------ TEXT PASSAGE ------

I am trying to plot a simple logistic regression in R.
I am following this tutorial to conduct the logistic regression and calculate a P-value (https://mgimond.github.io/Stats-in-R/Logistic.html). I am trying to use ggplot2 and ggpmisc to plot the regression. I have been trying to use this guide (http://cran.nexr.com/web/packages/ggpmisc/vignettes/user-guide-1.html#stat_fit_glance) to stat_fit_glance to display a p-value
require(cowplot)
require(ggplot2)
library(ggpmisc)
library(rms)
dataset=read.table('input.txt', header=TRUE)
model <- glm(variable ~ ancestry, data=dataset, family=binomial)
summary(model)

------ EXTRACTED ENTRIES ------

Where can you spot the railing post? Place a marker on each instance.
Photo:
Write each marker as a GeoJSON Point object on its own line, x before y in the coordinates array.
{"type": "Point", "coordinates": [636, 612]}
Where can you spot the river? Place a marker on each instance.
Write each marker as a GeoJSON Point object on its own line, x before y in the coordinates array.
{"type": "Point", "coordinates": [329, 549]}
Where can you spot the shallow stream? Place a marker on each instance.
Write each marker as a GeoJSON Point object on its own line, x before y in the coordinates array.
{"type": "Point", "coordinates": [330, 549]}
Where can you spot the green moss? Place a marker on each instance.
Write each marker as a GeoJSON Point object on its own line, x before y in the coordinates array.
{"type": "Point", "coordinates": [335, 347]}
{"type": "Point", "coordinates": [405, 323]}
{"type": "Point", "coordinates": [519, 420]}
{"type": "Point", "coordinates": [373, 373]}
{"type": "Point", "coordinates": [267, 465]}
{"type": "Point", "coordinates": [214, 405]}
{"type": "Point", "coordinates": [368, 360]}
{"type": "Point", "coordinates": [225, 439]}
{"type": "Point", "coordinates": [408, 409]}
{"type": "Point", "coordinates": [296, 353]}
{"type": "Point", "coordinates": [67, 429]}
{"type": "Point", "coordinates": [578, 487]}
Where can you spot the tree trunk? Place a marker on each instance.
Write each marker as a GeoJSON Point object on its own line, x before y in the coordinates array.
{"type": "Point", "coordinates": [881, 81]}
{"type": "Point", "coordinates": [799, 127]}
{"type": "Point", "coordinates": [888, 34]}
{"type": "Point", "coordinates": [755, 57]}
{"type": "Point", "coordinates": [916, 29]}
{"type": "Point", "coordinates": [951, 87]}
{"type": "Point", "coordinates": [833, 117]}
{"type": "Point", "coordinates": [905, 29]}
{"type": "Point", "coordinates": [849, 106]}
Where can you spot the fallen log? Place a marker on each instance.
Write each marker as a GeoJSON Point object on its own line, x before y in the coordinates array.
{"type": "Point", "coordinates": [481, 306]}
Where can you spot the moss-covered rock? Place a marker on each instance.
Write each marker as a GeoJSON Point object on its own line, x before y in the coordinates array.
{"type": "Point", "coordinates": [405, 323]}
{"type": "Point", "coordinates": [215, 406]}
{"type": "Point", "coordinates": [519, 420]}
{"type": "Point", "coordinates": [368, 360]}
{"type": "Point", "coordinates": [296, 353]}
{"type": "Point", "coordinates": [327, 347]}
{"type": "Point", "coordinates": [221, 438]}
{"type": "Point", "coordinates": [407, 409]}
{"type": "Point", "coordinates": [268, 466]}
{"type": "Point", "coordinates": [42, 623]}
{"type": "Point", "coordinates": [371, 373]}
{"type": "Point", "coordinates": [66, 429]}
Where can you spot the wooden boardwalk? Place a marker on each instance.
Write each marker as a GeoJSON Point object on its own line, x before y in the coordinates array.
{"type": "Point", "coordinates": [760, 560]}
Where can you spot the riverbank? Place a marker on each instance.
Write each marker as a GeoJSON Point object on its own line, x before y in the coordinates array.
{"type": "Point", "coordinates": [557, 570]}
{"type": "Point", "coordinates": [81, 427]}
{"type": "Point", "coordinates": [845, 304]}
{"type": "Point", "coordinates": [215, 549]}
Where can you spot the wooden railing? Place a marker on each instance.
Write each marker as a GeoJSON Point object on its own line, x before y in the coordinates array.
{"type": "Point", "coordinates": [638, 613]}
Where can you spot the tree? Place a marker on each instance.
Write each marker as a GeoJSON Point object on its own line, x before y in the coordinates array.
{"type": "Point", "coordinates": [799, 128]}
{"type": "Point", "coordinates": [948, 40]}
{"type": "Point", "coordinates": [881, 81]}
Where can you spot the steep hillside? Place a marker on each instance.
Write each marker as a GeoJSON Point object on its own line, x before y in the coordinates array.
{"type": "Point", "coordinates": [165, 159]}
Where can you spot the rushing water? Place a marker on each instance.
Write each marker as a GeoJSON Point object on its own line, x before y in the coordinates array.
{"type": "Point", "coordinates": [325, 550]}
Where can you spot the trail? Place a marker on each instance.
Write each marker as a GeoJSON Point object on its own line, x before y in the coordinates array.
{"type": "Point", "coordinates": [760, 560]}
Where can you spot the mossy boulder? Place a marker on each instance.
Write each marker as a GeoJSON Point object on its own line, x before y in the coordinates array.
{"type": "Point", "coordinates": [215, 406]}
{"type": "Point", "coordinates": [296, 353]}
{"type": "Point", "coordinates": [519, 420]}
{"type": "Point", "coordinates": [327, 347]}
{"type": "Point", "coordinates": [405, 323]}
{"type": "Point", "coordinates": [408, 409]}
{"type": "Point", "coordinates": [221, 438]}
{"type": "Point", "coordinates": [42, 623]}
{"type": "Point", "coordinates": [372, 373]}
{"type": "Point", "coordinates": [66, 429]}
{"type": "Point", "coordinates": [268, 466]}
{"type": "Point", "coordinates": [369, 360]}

------

### [EXERCISES TO COMPLETE]
1: Decide whether each statement agrees with the R question, answering yes or no and quoting the words of the text that settle it: (a) The model is fit with the binomial family. (b) The data are read from a file named data.csv. (c) The writer wants stat_fit_glance to display a p-value.
2: Output the part of the R question that opens with the words containing "I am following" and closes with "dataset=read.table('input.txt', header=TRUE)", copied with no changes.

### [OUTPUTS FOR THE TASKS]
1:
(a) Yes: "family=binomial"
(b) No: "dataset=read.table('input.txt', header=TRUE)"
(c) Yes: "to stat_fit_glance to display a p-value"

2:
I am following this tutorial to conduct the logistic regression and calculate a P-value (https://mgimond.github.io/Stats-in-R/Logistic.html). I am trying to use ggplot2 and ggpmisc to plot the regression. I have been trying to use this guide (http://cran.nexr.com/web/packages/ggpmisc/vignettes/user-guide-1.html#stat_fit_glance) to stat_fit_glance to display a p-value
require(cowplot)
require(ggplot2)
library(ggpmisc)
library(rms)
dataset=read.table('input.txt', header=TRUE)